Task directions: Copy the lines from the one containing "Where can the sliced" through the end of the records, both included, swapping "potato stick" for "fry" and changing nothing else.

Data entries:
::::
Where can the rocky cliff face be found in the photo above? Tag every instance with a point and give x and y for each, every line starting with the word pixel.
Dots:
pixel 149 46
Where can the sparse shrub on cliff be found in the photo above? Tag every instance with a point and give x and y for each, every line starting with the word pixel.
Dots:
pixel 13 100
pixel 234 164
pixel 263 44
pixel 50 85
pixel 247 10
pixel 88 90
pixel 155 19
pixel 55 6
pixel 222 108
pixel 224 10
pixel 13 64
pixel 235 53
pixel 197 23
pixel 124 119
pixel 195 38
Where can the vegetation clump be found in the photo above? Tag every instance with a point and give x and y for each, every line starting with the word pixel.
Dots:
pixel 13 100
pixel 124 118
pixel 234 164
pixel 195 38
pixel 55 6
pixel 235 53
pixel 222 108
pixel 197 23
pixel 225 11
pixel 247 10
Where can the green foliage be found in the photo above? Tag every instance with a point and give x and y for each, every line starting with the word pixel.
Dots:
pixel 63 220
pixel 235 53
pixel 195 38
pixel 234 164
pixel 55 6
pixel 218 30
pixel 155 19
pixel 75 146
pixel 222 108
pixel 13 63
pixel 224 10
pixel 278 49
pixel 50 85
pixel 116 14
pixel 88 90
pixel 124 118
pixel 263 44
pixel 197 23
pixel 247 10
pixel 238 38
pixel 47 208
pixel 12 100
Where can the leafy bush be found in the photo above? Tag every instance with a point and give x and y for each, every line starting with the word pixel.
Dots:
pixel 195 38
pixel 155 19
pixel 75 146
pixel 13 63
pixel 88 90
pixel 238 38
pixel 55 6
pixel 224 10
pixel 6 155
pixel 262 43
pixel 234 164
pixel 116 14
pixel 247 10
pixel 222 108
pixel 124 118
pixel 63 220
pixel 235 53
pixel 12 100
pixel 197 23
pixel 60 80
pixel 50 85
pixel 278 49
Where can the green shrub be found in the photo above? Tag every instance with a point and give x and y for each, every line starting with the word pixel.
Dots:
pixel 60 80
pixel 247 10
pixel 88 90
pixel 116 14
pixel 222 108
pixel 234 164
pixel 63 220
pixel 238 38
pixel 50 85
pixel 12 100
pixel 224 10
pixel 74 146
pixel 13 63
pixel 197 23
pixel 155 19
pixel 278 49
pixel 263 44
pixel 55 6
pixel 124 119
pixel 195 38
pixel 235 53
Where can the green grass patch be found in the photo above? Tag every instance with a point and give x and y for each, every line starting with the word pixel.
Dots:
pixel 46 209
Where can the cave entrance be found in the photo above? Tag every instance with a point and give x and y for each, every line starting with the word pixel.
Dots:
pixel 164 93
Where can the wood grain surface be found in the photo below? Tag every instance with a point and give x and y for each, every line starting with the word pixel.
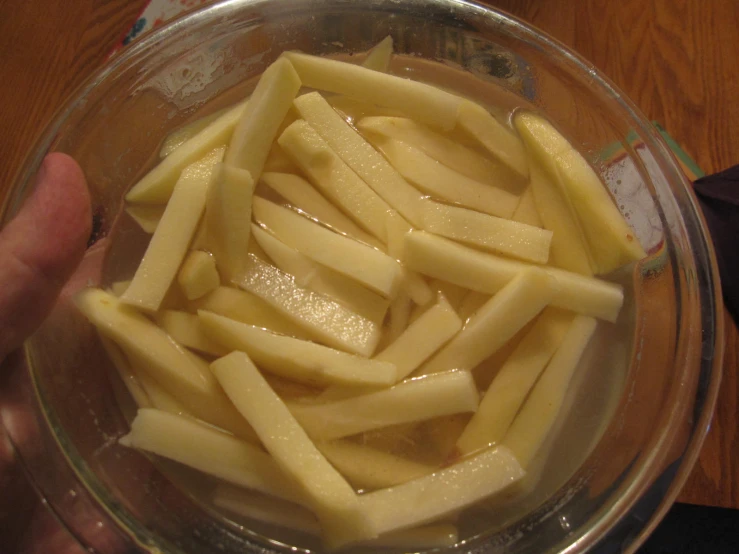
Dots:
pixel 677 59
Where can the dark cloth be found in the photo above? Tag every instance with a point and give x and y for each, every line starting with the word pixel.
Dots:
pixel 718 195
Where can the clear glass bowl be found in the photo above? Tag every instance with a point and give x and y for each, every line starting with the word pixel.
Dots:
pixel 622 462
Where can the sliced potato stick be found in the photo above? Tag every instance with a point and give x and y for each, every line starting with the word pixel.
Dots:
pixel 414 400
pixel 318 315
pixel 169 244
pixel 487 273
pixel 299 360
pixel 327 492
pixel 495 322
pixel 156 186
::::
Solution to this problem:
Where can the sliced fry be found in the photo above? Tag every instance with a point and give x and y for each, every line starting with the word pixel.
Dots:
pixel 414 400
pixel 318 315
pixel 169 244
pixel 487 273
pixel 299 360
pixel 327 492
pixel 495 322
pixel 156 186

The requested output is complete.